Work to complete:
Reproduce, without changes, every line of the data from the one containing "find asphalt parking lot" down to the one containing "(87, 48), (101, 72)", including both of those lines.

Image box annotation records
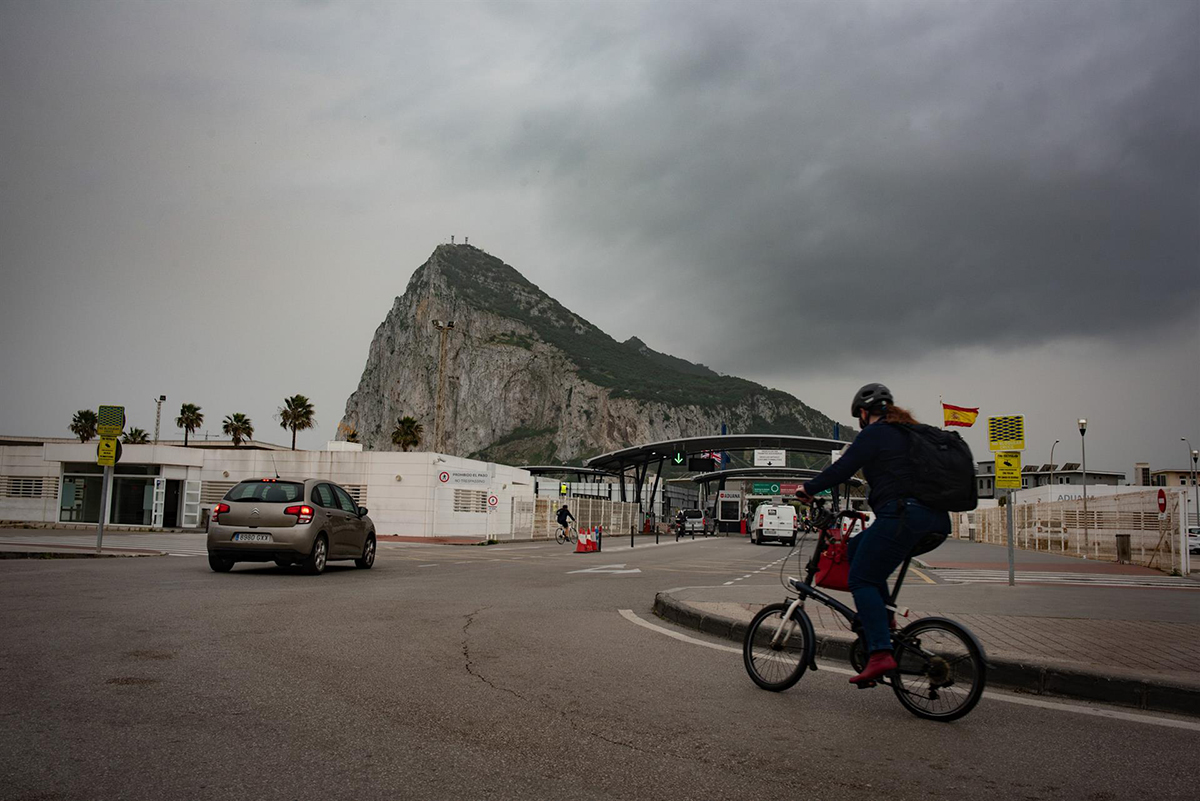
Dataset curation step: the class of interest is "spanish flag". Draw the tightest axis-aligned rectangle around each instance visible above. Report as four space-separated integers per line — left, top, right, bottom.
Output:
942 403 979 428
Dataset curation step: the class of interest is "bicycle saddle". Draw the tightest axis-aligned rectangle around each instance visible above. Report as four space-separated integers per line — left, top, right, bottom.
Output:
908 532 950 556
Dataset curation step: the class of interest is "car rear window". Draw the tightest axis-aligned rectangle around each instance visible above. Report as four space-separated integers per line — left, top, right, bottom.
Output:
224 481 304 504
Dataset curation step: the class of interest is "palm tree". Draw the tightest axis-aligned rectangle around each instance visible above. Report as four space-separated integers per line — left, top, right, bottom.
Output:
175 403 204 447
71 409 98 442
275 395 317 451
121 428 150 445
221 411 254 447
391 415 425 451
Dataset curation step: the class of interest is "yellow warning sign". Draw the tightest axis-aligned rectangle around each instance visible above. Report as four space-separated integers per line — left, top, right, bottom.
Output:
96 436 116 468
988 415 1025 451
996 451 1021 489
96 406 125 439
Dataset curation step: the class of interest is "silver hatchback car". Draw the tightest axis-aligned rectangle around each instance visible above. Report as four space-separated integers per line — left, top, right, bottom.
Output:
208 478 376 576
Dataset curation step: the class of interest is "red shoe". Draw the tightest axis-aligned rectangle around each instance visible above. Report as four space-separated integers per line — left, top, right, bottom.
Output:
850 651 896 685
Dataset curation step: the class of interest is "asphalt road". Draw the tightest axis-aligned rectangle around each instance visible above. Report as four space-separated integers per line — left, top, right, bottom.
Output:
0 538 1200 801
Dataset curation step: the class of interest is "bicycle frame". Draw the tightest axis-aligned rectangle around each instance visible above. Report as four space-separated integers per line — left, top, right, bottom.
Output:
770 512 912 648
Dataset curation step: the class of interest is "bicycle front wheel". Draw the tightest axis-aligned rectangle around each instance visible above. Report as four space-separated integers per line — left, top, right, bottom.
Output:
892 618 988 722
742 603 816 693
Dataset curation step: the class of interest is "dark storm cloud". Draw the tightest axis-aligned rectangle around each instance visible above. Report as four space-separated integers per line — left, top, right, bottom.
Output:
427 2 1200 368
0 0 1200 470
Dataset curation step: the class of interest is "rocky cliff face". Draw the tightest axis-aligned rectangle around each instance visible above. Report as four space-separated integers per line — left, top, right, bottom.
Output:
342 245 833 464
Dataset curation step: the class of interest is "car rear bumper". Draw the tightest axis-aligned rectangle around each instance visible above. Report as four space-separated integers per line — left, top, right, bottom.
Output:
206 524 316 561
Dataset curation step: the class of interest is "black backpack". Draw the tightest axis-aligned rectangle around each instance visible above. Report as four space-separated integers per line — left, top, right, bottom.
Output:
894 423 979 512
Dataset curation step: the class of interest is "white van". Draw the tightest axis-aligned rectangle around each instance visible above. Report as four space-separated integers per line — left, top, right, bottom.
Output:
750 504 797 547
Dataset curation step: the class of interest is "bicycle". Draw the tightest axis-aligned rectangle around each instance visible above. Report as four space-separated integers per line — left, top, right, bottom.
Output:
742 501 988 722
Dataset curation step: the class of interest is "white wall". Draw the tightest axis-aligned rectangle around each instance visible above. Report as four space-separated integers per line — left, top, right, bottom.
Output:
0 442 61 523
0 442 533 540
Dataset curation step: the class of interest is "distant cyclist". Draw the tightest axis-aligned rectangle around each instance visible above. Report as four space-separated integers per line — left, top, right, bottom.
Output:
797 384 950 683
558 504 575 534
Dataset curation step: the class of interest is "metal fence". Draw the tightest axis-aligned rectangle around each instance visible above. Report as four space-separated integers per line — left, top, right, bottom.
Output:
952 490 1189 572
512 498 638 540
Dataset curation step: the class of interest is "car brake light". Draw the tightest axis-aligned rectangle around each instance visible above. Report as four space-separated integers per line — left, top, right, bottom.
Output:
283 504 312 523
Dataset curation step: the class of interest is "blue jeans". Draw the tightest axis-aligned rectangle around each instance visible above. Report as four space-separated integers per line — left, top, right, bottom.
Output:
847 499 950 654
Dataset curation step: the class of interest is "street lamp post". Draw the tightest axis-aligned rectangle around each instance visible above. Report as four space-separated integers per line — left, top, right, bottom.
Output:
1180 436 1200 528
1050 440 1058 500
1079 417 1091 559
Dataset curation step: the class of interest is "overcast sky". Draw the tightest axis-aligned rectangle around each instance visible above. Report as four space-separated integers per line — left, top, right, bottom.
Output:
0 0 1200 474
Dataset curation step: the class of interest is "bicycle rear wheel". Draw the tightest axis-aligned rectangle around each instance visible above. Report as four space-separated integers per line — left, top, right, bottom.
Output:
892 618 988 722
742 603 816 693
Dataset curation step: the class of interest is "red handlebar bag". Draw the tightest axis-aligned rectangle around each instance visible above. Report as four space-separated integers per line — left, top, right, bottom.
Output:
814 531 850 590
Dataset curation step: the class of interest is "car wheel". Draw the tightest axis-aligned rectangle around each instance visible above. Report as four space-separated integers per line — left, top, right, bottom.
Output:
209 554 233 573
304 534 329 576
354 537 374 570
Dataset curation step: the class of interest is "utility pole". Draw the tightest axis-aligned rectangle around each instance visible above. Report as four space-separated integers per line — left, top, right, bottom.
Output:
154 395 167 445
1046 440 1058 491
1079 417 1090 551
433 320 454 453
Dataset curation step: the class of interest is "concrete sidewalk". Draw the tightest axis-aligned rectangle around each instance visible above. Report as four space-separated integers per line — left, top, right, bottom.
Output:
654 541 1200 715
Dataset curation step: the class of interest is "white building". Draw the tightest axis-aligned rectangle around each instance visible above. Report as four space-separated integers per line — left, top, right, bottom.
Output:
0 436 534 540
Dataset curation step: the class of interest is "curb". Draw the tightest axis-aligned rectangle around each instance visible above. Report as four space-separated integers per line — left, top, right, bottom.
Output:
654 592 1200 716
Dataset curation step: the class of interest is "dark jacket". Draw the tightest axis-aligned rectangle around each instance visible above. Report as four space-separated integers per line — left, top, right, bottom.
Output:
804 420 912 511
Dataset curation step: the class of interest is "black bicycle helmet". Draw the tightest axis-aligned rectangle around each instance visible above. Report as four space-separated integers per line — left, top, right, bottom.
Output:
850 384 895 417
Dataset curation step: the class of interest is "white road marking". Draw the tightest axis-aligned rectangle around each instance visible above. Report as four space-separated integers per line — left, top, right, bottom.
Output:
566 565 642 576
617 609 1200 731
934 568 1200 590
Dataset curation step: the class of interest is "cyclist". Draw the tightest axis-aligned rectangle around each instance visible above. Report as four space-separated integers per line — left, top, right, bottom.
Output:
558 504 575 534
797 384 950 685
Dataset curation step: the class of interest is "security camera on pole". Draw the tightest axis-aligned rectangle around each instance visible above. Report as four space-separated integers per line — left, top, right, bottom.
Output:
988 415 1025 586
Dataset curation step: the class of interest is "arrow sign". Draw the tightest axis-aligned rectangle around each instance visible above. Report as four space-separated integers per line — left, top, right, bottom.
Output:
566 565 642 576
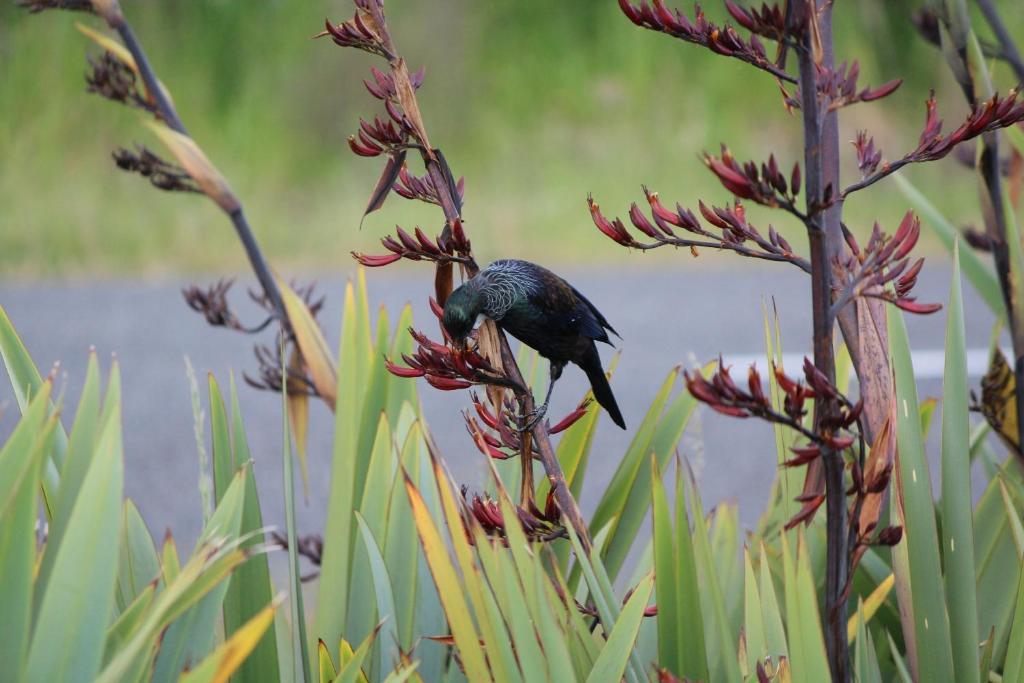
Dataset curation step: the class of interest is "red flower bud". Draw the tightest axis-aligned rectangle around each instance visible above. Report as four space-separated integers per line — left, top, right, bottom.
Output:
352 252 401 268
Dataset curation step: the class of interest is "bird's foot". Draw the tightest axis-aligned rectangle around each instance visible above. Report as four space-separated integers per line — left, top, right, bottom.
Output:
519 403 548 434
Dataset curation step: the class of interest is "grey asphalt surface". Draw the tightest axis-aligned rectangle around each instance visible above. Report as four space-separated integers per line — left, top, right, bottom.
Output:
0 258 993 547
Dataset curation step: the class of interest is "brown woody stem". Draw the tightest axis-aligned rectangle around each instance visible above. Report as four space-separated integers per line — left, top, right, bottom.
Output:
795 1 850 683
370 0 591 554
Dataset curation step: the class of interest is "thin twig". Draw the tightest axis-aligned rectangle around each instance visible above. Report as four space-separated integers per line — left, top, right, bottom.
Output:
100 2 288 328
976 0 1024 83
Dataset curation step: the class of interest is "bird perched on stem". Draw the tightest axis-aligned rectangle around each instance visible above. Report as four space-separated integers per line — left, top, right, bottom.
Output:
442 259 626 429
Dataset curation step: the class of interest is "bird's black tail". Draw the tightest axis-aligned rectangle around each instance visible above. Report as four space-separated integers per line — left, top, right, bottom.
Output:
578 343 626 429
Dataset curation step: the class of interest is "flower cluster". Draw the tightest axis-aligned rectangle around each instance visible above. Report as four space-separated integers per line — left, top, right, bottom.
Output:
462 486 565 543
463 392 590 460
683 358 863 528
703 144 801 214
85 50 159 117
316 6 392 59
113 144 203 193
853 130 882 178
683 358 863 446
841 90 1024 198
618 0 796 83
818 59 903 112
352 219 472 267
833 211 942 315
587 189 811 272
348 117 409 157
181 279 246 332
387 329 518 391
393 166 466 205
725 0 794 42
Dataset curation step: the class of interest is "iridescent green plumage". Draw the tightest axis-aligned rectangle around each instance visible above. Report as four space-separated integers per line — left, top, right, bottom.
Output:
443 259 626 429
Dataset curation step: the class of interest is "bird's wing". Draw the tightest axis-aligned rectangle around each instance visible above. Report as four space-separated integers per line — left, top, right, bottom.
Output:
529 267 618 343
569 286 623 344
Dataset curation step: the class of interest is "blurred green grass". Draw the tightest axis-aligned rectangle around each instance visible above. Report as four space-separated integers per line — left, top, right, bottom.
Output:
0 0 1024 278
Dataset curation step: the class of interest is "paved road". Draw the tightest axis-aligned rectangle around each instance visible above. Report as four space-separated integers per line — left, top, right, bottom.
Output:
0 259 992 544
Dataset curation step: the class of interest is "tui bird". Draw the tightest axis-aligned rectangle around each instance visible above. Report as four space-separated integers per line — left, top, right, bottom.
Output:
442 259 626 429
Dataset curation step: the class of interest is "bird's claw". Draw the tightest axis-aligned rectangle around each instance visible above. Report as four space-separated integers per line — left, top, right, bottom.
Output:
519 403 548 434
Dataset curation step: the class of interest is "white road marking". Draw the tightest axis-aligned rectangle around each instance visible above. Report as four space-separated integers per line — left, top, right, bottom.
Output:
724 348 995 380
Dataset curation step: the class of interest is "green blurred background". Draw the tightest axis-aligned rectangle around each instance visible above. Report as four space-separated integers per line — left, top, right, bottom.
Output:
0 0 1024 279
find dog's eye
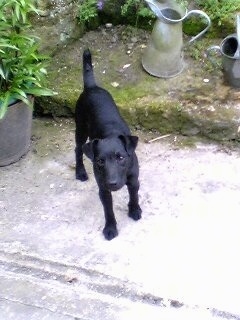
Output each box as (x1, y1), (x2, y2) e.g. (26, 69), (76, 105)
(97, 159), (104, 167)
(116, 153), (124, 161)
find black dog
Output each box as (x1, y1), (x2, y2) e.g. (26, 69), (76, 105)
(75, 50), (142, 240)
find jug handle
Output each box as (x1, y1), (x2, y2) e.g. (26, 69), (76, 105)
(184, 10), (211, 43)
(206, 46), (221, 67)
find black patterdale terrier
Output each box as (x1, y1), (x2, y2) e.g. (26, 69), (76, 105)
(75, 49), (142, 240)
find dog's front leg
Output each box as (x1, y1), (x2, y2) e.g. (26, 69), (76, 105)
(127, 177), (142, 220)
(99, 189), (118, 240)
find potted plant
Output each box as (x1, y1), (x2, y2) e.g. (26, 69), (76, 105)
(0, 0), (53, 166)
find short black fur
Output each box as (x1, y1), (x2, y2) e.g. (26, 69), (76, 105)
(75, 49), (142, 240)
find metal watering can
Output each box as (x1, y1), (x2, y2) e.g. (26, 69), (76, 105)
(206, 15), (240, 88)
(142, 0), (211, 78)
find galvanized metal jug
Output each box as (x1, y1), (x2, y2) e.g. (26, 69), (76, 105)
(206, 15), (240, 88)
(142, 0), (211, 78)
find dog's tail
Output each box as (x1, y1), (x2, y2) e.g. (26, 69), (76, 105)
(83, 49), (96, 89)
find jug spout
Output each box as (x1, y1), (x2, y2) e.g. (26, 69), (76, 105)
(142, 0), (178, 19)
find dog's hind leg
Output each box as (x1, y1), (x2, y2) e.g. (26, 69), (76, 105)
(99, 189), (118, 240)
(75, 106), (88, 181)
(127, 176), (142, 220)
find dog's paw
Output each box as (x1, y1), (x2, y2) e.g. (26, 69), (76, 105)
(76, 171), (88, 181)
(128, 206), (142, 221)
(103, 226), (118, 240)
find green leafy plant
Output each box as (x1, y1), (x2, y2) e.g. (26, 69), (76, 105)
(78, 0), (98, 23)
(195, 0), (240, 26)
(0, 0), (53, 119)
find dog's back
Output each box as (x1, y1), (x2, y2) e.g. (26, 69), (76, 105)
(76, 49), (130, 139)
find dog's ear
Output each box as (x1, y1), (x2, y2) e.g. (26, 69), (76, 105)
(119, 135), (138, 155)
(82, 139), (98, 161)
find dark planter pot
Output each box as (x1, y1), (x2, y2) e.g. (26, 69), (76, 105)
(0, 101), (32, 166)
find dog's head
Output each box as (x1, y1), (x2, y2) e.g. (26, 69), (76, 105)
(83, 135), (138, 191)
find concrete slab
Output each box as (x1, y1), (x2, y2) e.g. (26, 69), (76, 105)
(0, 120), (240, 320)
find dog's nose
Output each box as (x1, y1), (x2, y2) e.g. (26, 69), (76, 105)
(107, 181), (118, 191)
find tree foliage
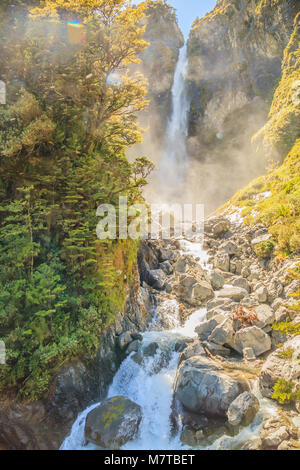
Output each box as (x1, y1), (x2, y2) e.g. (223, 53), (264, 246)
(0, 0), (152, 399)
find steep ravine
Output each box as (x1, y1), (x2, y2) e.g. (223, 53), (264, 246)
(62, 217), (300, 450)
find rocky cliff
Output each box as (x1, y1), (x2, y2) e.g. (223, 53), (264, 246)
(188, 0), (299, 209)
(141, 0), (184, 132)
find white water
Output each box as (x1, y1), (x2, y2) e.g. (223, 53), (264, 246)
(61, 242), (277, 450)
(160, 44), (190, 197)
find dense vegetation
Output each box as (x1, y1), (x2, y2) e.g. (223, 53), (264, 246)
(223, 14), (300, 256)
(0, 0), (152, 399)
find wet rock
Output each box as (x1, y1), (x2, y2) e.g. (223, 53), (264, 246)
(85, 396), (142, 450)
(220, 240), (240, 256)
(159, 261), (173, 276)
(195, 313), (226, 341)
(179, 340), (206, 364)
(218, 287), (248, 302)
(227, 392), (259, 426)
(180, 428), (197, 447)
(174, 338), (194, 352)
(255, 286), (268, 304)
(260, 426), (289, 449)
(255, 304), (275, 328)
(232, 326), (271, 356)
(208, 317), (234, 346)
(232, 277), (251, 292)
(240, 437), (262, 450)
(209, 269), (225, 290)
(259, 336), (300, 398)
(212, 219), (230, 238)
(243, 348), (256, 361)
(158, 248), (177, 263)
(213, 253), (230, 271)
(202, 341), (231, 357)
(126, 340), (142, 355)
(147, 269), (166, 290)
(175, 356), (244, 418)
(241, 266), (251, 278)
(143, 341), (159, 357)
(118, 331), (132, 351)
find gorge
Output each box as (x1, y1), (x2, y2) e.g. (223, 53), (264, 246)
(0, 0), (300, 450)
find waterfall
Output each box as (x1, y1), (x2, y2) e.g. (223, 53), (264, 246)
(159, 44), (190, 197)
(61, 241), (277, 450)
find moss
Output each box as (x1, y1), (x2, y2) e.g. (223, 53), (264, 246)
(272, 379), (300, 405)
(253, 13), (300, 154)
(220, 140), (300, 256)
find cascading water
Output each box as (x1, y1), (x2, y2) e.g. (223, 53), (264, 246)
(61, 240), (277, 450)
(159, 44), (190, 197)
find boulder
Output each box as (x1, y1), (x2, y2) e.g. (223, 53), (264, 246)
(260, 426), (289, 449)
(201, 341), (231, 357)
(243, 348), (256, 361)
(255, 286), (268, 304)
(193, 281), (214, 302)
(175, 356), (245, 418)
(195, 313), (226, 341)
(179, 340), (206, 364)
(232, 276), (251, 292)
(220, 240), (240, 256)
(158, 248), (177, 263)
(255, 304), (275, 328)
(147, 269), (166, 290)
(209, 269), (225, 290)
(232, 326), (271, 356)
(126, 340), (142, 355)
(241, 266), (251, 278)
(143, 341), (159, 357)
(159, 261), (173, 276)
(218, 287), (248, 302)
(259, 336), (300, 398)
(212, 219), (230, 238)
(208, 317), (234, 346)
(213, 252), (230, 272)
(227, 392), (259, 426)
(85, 396), (142, 450)
(118, 331), (133, 351)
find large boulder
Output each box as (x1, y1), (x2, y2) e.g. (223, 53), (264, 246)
(255, 304), (275, 328)
(212, 219), (230, 238)
(209, 269), (225, 290)
(232, 276), (251, 292)
(208, 317), (234, 346)
(85, 396), (142, 450)
(147, 269), (166, 290)
(213, 252), (230, 272)
(232, 326), (271, 356)
(220, 240), (240, 256)
(227, 392), (259, 426)
(259, 336), (300, 398)
(218, 287), (248, 302)
(175, 356), (245, 418)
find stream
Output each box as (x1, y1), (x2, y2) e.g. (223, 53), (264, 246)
(61, 240), (277, 450)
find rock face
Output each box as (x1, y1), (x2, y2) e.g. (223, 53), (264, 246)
(259, 336), (300, 398)
(188, 0), (298, 211)
(232, 326), (271, 356)
(175, 356), (243, 418)
(227, 392), (259, 426)
(85, 396), (142, 450)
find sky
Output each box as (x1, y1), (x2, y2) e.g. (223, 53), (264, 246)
(132, 0), (217, 38)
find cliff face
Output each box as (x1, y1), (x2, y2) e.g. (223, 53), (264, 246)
(221, 13), (300, 256)
(141, 1), (184, 129)
(188, 0), (298, 208)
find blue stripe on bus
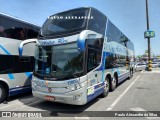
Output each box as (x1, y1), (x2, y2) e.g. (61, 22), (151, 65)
(26, 72), (32, 80)
(8, 73), (14, 80)
(0, 45), (11, 55)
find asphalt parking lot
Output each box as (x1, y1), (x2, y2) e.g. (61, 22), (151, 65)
(0, 68), (160, 120)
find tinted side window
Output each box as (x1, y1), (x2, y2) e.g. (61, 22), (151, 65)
(0, 16), (39, 40)
(0, 55), (13, 74)
(13, 56), (34, 73)
(88, 9), (107, 35)
(87, 48), (101, 72)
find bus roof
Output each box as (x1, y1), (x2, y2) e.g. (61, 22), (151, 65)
(0, 12), (40, 27)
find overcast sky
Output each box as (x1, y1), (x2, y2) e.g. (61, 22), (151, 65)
(0, 0), (160, 55)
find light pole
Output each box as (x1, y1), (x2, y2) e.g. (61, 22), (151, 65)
(146, 0), (152, 71)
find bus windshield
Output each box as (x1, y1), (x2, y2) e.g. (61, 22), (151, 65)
(34, 43), (83, 80)
(41, 9), (89, 37)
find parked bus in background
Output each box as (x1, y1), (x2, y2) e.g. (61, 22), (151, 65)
(20, 7), (134, 105)
(0, 13), (40, 103)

The answer:
find asphalt parking lot
Output each box as (x1, y1), (x2, y2) e.g. (61, 22), (151, 65)
(0, 68), (160, 120)
find tinted side window
Output each box as (x1, y1), (x2, y2) e.g. (61, 22), (151, 65)
(0, 16), (39, 40)
(0, 55), (13, 74)
(13, 56), (34, 73)
(88, 9), (107, 35)
(87, 48), (101, 72)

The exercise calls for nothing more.